• _Coordinate labeling data_
***

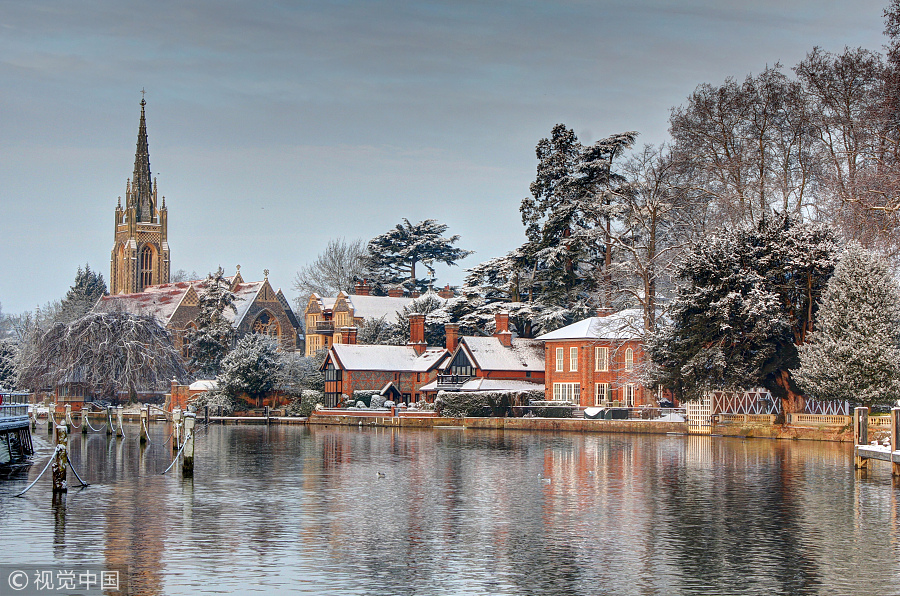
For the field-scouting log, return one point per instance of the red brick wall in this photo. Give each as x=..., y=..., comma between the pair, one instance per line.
x=587, y=377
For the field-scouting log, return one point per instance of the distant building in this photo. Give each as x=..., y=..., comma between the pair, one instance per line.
x=598, y=361
x=496, y=363
x=349, y=367
x=326, y=317
x=260, y=309
x=140, y=255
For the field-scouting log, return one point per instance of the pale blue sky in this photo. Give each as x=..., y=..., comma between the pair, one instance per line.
x=276, y=125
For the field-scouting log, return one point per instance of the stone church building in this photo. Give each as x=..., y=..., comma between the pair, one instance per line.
x=140, y=265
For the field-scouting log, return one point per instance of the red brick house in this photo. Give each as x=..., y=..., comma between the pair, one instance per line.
x=598, y=361
x=496, y=363
x=350, y=367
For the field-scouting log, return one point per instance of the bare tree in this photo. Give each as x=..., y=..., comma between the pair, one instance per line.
x=106, y=352
x=334, y=270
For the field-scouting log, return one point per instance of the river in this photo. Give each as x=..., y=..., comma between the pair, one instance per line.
x=316, y=510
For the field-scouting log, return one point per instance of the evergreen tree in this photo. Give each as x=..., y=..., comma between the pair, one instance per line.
x=393, y=256
x=747, y=302
x=854, y=352
x=213, y=337
x=89, y=287
x=251, y=367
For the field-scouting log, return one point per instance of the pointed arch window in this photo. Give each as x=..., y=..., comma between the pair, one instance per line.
x=266, y=324
x=146, y=267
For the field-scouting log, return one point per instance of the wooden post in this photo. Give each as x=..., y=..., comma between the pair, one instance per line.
x=60, y=460
x=119, y=431
x=861, y=434
x=145, y=413
x=187, y=461
x=176, y=429
x=895, y=439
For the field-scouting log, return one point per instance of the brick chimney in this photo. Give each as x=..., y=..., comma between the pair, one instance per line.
x=502, y=328
x=362, y=288
x=348, y=334
x=452, y=331
x=417, y=332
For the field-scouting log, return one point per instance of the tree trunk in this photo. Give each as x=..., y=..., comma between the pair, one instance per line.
x=792, y=402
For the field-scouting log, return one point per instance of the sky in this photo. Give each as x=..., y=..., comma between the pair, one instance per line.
x=276, y=125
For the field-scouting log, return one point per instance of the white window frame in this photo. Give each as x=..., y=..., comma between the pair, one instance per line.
x=570, y=392
x=601, y=393
x=601, y=359
x=628, y=398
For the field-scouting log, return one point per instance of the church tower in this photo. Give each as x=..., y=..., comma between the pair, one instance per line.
x=140, y=255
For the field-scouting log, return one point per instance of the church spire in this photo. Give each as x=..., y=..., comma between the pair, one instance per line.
x=142, y=196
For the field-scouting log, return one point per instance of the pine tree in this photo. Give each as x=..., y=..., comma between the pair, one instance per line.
x=214, y=335
x=251, y=367
x=747, y=301
x=89, y=287
x=393, y=256
x=854, y=353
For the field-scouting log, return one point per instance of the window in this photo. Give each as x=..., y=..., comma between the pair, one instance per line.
x=629, y=396
x=146, y=267
x=567, y=392
x=601, y=359
x=602, y=393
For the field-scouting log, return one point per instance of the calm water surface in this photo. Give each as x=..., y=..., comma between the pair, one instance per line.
x=290, y=509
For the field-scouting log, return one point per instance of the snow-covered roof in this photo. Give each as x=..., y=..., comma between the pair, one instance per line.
x=489, y=385
x=389, y=358
x=203, y=385
x=623, y=325
x=157, y=301
x=487, y=353
x=375, y=307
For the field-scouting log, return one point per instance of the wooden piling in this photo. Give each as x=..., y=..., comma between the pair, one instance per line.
x=176, y=429
x=861, y=434
x=119, y=431
x=145, y=414
x=60, y=460
x=187, y=460
x=895, y=439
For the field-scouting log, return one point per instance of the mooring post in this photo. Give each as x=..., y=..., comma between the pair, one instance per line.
x=861, y=434
x=176, y=429
x=187, y=462
x=145, y=413
x=895, y=440
x=119, y=431
x=60, y=460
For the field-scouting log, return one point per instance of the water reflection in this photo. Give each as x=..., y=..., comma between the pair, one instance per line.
x=289, y=509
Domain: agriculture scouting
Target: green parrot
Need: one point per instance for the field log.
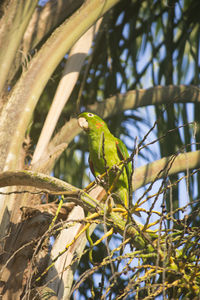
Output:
(105, 151)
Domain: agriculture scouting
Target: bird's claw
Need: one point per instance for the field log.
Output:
(99, 180)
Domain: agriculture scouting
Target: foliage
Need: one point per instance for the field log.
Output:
(136, 45)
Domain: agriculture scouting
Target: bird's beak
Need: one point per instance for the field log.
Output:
(83, 123)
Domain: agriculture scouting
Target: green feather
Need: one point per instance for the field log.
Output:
(105, 151)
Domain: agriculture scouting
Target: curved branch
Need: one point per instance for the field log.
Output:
(27, 91)
(142, 175)
(165, 166)
(152, 96)
(130, 100)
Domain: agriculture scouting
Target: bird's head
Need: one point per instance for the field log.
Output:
(91, 122)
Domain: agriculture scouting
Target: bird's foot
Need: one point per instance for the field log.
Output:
(99, 180)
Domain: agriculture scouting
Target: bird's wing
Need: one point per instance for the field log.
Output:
(91, 166)
(123, 154)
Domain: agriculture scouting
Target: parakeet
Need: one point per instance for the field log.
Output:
(105, 151)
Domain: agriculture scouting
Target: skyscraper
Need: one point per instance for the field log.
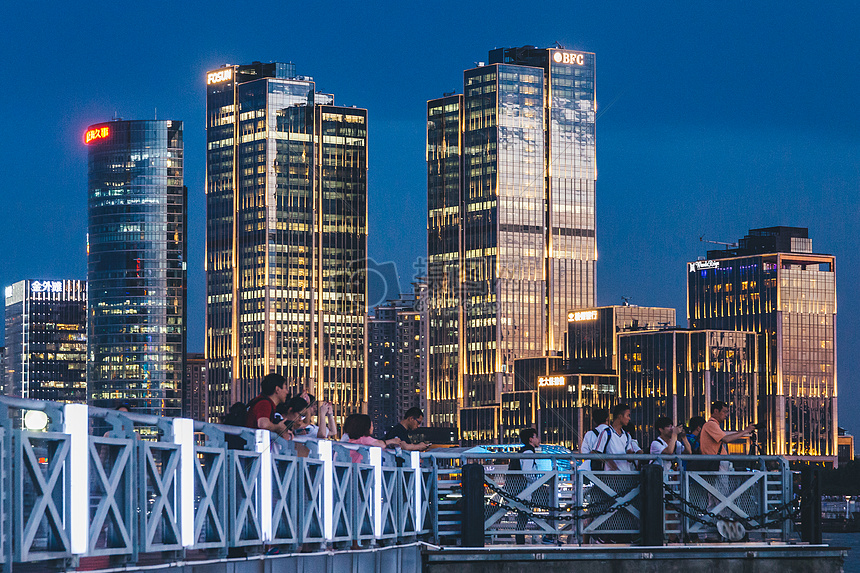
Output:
(395, 356)
(136, 265)
(511, 222)
(195, 391)
(46, 340)
(774, 285)
(286, 237)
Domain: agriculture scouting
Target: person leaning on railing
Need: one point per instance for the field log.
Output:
(618, 441)
(261, 410)
(359, 428)
(714, 440)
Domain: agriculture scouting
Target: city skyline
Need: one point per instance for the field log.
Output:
(711, 151)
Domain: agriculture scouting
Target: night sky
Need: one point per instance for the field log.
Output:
(713, 119)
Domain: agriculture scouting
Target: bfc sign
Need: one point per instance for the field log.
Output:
(219, 76)
(98, 133)
(568, 58)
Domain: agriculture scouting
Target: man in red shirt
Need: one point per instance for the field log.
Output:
(261, 409)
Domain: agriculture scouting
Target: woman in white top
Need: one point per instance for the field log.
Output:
(671, 439)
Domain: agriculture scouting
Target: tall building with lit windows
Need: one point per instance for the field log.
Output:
(46, 340)
(136, 265)
(511, 221)
(286, 237)
(395, 354)
(773, 284)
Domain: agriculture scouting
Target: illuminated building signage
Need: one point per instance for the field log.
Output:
(581, 315)
(568, 58)
(46, 286)
(701, 265)
(219, 76)
(97, 133)
(544, 381)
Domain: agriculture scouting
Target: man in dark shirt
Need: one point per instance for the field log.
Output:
(412, 419)
(261, 410)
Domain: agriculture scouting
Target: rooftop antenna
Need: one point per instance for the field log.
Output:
(727, 245)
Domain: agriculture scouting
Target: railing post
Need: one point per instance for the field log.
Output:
(472, 481)
(810, 505)
(651, 523)
(76, 424)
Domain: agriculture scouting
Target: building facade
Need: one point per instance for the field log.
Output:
(395, 358)
(592, 334)
(136, 265)
(511, 222)
(773, 284)
(195, 391)
(286, 237)
(46, 340)
(551, 397)
(679, 373)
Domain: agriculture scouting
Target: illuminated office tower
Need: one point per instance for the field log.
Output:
(136, 265)
(511, 221)
(46, 340)
(679, 373)
(286, 237)
(773, 284)
(395, 358)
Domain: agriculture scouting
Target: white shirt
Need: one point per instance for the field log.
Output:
(658, 446)
(588, 443)
(618, 444)
(313, 430)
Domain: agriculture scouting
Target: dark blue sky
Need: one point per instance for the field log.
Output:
(714, 118)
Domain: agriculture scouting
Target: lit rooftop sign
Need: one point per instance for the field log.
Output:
(702, 265)
(582, 315)
(46, 286)
(219, 76)
(549, 381)
(97, 133)
(569, 58)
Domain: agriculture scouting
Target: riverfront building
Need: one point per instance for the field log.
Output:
(395, 357)
(679, 373)
(773, 284)
(511, 224)
(195, 395)
(136, 265)
(286, 237)
(46, 340)
(592, 334)
(557, 398)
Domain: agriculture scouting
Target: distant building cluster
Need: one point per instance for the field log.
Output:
(502, 331)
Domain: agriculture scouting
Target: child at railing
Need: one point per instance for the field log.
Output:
(359, 428)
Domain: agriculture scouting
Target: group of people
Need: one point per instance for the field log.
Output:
(699, 437)
(609, 436)
(288, 417)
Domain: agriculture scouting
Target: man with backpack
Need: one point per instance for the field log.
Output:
(600, 417)
(618, 441)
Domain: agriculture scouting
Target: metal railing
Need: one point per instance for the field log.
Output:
(88, 486)
(559, 502)
(75, 491)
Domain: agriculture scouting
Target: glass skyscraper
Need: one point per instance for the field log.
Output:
(46, 340)
(136, 265)
(773, 284)
(679, 373)
(511, 221)
(286, 237)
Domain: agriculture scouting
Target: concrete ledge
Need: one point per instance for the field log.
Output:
(725, 558)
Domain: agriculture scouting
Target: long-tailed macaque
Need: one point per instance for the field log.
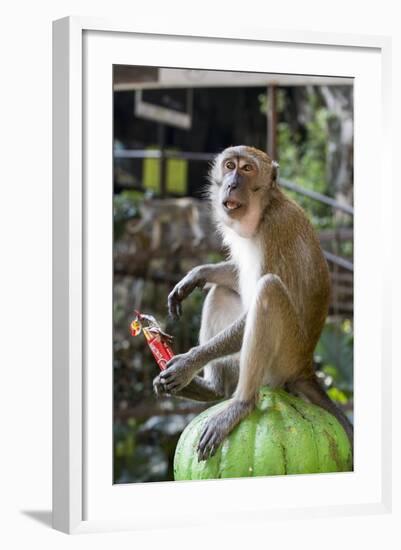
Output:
(267, 305)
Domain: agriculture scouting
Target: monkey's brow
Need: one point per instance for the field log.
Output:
(238, 158)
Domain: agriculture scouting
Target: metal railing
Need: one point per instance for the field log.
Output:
(291, 186)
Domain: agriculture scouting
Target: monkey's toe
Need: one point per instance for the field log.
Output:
(209, 442)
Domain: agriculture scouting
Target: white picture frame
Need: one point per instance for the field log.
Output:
(84, 498)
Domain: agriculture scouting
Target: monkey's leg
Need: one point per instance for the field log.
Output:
(312, 390)
(272, 353)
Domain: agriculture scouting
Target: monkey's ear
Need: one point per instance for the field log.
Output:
(275, 173)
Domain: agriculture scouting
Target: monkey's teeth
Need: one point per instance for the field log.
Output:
(232, 205)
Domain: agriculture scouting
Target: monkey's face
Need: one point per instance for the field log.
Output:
(241, 179)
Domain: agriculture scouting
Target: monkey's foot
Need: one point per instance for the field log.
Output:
(179, 372)
(219, 426)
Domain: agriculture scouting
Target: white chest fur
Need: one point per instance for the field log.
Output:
(247, 254)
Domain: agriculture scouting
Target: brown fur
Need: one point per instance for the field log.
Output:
(275, 301)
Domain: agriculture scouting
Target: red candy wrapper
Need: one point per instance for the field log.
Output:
(157, 340)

***

• _EXERCISE DIRECTIONS_
Turn the items between the lines holding "of the brick" and "x=792, y=402", inclusive, into a two-column CSV headed "prompt" and "points", one row per item. Put each item's text and its answer in a single quoted field, with line breaks replaced by spaces.

• _PROBLEM SOLUTION_
prompt,points
"For the field-scouting log, return one point per instance of the brick chimney in this photo. Give each as x=..., y=..., comma between the pair, one instance per line.","x=502, y=328 x=362, y=288 x=348, y=334 x=452, y=331 x=417, y=332"
"For the field-scouting log, return one point per instance of the tree trunk in this photo. Give each as x=..., y=..., comma between the pair, one instance per line.","x=792, y=402"